## Exercise goal
Please give the data below again in full, exactly as it stands.
>> begin Input material
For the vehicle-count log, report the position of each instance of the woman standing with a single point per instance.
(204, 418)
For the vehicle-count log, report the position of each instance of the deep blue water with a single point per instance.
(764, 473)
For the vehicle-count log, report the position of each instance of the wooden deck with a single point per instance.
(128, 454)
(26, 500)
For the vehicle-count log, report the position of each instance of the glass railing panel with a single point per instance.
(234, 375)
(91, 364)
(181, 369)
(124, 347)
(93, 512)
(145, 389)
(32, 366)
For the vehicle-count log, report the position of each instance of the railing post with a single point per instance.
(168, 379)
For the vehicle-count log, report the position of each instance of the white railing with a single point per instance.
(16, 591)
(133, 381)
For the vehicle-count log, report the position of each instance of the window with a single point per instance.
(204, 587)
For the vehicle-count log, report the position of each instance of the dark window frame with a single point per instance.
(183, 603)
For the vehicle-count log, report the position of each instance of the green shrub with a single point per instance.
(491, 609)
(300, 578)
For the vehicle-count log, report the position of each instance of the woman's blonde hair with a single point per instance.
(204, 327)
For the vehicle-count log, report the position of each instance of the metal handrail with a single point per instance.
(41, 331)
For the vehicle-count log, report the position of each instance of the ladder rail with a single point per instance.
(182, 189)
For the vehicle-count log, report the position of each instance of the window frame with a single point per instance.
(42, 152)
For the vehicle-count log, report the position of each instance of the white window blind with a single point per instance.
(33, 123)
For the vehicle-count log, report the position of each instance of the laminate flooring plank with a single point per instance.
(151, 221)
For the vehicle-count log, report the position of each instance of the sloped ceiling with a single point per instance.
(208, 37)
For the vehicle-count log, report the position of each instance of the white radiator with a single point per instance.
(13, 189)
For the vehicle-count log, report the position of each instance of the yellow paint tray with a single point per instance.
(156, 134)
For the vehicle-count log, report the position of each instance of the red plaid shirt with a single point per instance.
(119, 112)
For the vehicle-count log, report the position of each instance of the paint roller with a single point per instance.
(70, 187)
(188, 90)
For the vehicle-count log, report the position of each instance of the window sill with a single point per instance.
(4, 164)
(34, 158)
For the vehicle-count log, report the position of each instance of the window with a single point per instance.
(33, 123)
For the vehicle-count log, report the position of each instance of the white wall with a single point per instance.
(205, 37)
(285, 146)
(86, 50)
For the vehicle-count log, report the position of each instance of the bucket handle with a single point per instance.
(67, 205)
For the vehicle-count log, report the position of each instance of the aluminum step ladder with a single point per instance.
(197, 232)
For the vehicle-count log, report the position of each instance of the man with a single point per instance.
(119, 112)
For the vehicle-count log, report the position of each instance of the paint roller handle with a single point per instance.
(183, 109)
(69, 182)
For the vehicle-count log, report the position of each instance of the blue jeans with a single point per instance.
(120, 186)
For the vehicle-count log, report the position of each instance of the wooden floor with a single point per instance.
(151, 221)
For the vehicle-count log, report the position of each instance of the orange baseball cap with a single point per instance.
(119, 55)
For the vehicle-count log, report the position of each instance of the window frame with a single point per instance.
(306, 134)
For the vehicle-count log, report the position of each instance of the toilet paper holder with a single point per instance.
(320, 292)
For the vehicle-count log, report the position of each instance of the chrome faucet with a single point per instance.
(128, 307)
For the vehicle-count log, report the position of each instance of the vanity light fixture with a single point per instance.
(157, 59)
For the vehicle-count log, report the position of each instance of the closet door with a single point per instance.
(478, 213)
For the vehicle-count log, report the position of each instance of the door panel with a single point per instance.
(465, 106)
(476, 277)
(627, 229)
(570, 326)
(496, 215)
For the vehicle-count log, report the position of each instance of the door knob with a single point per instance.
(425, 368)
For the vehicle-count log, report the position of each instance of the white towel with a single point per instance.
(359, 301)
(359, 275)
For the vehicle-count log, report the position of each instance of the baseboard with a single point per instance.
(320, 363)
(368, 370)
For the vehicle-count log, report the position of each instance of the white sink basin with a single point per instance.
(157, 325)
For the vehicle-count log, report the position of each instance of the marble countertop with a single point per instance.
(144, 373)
>> end Input material
## Result
For the vehicle-count log, report the position of each instance of the woman standing with a single point per instance.
(204, 418)
For the vehicle-count log, report the position of each instance of the deep blue water with a single point per instance.
(764, 473)
For the vehicle-count log, report the position of each instance of the wooden deck with a single point per instance.
(128, 454)
(26, 500)
For the vehicle-count log, report the position of each instance of the glass railing panel with a single point per instance.
(234, 375)
(91, 364)
(181, 369)
(124, 347)
(93, 512)
(145, 389)
(32, 366)
For the vehicle-count log, report the position of each instance of the railing post with a single point per instance.
(168, 379)
For the vehicle-count log, report the position of each instance of the white railing with a single point per instance.
(16, 591)
(133, 381)
For the vehicle-count log, report the position of each instance of the window with a single point per instance.
(204, 587)
For the vehicle-count log, report the position of each instance of the dark window frame with a single point per instance.
(183, 603)
For the vehicle-count log, report the position of each instance of the green shrub with a single point per instance.
(491, 609)
(300, 578)
For the vehicle-count log, report the position of each instance of the woman's blonde hair with a single point per instance.
(204, 327)
For the vehicle-count log, report the position of each instance of the metal handrail with a single point per instance.
(41, 331)
For the vehicle-count log, report the position of each instance of the ladder rail with a single point per instance.
(182, 189)
For the vehicle-count log, report the position of each instance of the window frame with a single point per instance.
(42, 152)
For the vehicle-count log, report the position of each instance of the white window blind with a single point per instance.
(33, 123)
For the vehicle-count log, report the position of each instance of the laminate flooring plank with a single point per instance.
(151, 221)
For the vehicle-count log, report the position of each instance of the sloped ceiling with a single point per instance.
(208, 37)
For the vehicle-count log, report the position of each instance of the white radiator with a single point per instance.
(13, 189)
For the vehicle-count log, report the position of each instance of the yellow paint tray with a single point per instance.
(156, 134)
For the vehicle-count log, report the position of each instance of the red plaid shirt with a single point per instance.
(119, 112)
For the vehicle-count log, report the position of each instance of the paint roller with a single point per instance.
(70, 187)
(188, 90)
For the vehicle-count log, report the position of each instance of the window sill with a single point per instance.
(4, 164)
(34, 158)
For the vehicle-count log, report the position of each instance of the window with a single point per instance.
(33, 123)
For the vehicle-count log, report the position of each instance of the white wall with a single point per instance.
(205, 37)
(285, 146)
(86, 50)
For the vehicle-count log, report the position of each instance of the bucket handle with a single point per instance.
(67, 205)
For the vehicle-count log, report the position of each instance of the aluminum step ladder with a single point per instance.
(197, 232)
For the vehicle-count log, report the position of each instance of the man with a single point per instance.
(119, 112)
For the vehicle-count log, report the position of each instance of the paint roller handle with a single point per instance.
(183, 109)
(69, 182)
For the vehicle-count log, report the position of each instance of the blue jeans with a single point per instance.
(120, 186)
For the vehicle-count log, report the position of each instance of the wooden floor with a single point per instance.
(151, 221)
For the vehicle-count log, report the position of each instance of the orange baseball cap with a single point per instance.
(119, 55)
For the vehicle-count log, report the position of each instance of the window frame with a single point per instance.
(306, 134)
For the vehicle-count log, report the position of each instance of the toilet paper holder with a single point per instance.
(320, 292)
For the vehicle-count log, report the position of each instance of the chrome faucet with a single point per instance.
(128, 307)
For the vehicle-count log, report the position of each instance of the vanity light fixture with a single point per instance.
(157, 59)
For the vehicle-count log, report the position of each instance of the closet door with a single point per instance.
(478, 213)
For the vehicle-count log, report the position of each instance of the door panel with a single point per instance.
(465, 106)
(476, 277)
(627, 229)
(570, 326)
(496, 215)
For the vehicle-count log, report the position of each instance of the door knob with a single point per instance.
(425, 368)
For the vehicle-count log, report the position of each instance of the white towel with a single point per instance.
(359, 301)
(359, 275)
For the vehicle-count log, report the position of each instance of the baseboard with a single point per instance.
(320, 363)
(368, 370)
For the vehicle-count log, report the position of each instance of the white sink basin with a single point per instance.
(157, 325)
For the vehicle-count log, report the position of each instance of the marble countertop with a single point per instance.
(144, 373)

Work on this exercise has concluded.